- _Data excerpts_
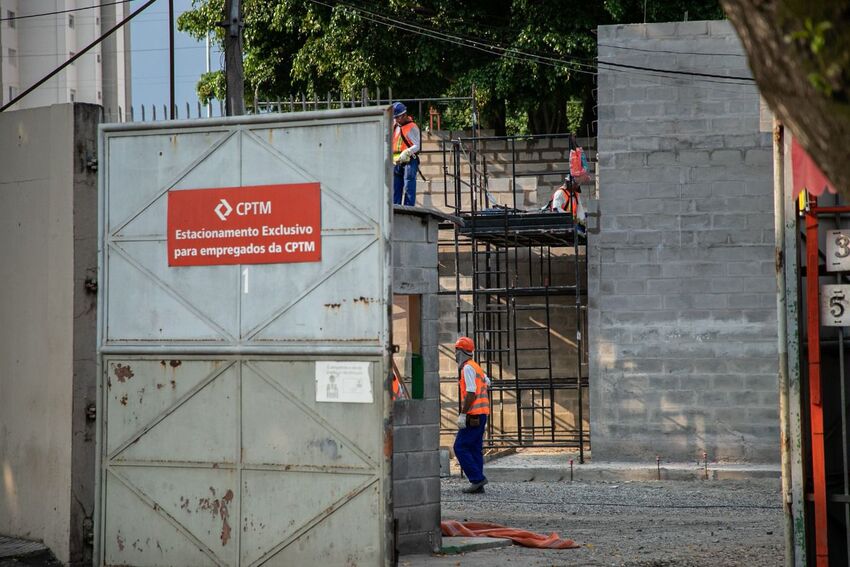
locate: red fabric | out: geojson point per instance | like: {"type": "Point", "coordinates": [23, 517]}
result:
{"type": "Point", "coordinates": [806, 174]}
{"type": "Point", "coordinates": [453, 528]}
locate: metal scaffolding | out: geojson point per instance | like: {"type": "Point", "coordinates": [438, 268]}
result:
{"type": "Point", "coordinates": [515, 273]}
{"type": "Point", "coordinates": [825, 408]}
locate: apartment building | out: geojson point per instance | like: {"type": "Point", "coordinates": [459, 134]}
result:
{"type": "Point", "coordinates": [36, 36]}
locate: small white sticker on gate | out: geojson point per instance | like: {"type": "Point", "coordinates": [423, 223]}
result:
{"type": "Point", "coordinates": [343, 381]}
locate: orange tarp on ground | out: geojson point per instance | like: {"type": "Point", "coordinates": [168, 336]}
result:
{"type": "Point", "coordinates": [453, 528]}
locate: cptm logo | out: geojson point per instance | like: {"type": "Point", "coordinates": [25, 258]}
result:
{"type": "Point", "coordinates": [223, 209]}
{"type": "Point", "coordinates": [243, 209]}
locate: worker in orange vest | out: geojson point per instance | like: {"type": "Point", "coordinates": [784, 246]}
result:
{"type": "Point", "coordinates": [406, 145]}
{"type": "Point", "coordinates": [473, 385]}
{"type": "Point", "coordinates": [565, 199]}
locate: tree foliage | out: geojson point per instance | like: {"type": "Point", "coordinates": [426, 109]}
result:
{"type": "Point", "coordinates": [531, 66]}
{"type": "Point", "coordinates": [799, 51]}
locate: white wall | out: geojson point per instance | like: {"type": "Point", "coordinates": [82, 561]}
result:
{"type": "Point", "coordinates": [36, 312]}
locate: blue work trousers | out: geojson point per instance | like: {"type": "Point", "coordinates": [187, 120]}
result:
{"type": "Point", "coordinates": [404, 183]}
{"type": "Point", "coordinates": [469, 450]}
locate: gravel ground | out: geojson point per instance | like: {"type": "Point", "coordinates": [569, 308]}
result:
{"type": "Point", "coordinates": [665, 523]}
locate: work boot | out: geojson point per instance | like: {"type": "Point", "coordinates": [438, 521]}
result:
{"type": "Point", "coordinates": [476, 487]}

- _Work required_
Render the part of the data that opens with the line containing "locate: work boot" and closes with the last line of the data as a JSON list of strings, one string per line, with blank lines omitted.

- _Worked solution_
[
  "locate: work boot | out: geojson point per instance | like: {\"type\": \"Point\", \"coordinates\": [438, 521]}",
  "result:",
  "{\"type\": \"Point\", \"coordinates\": [476, 487]}"
]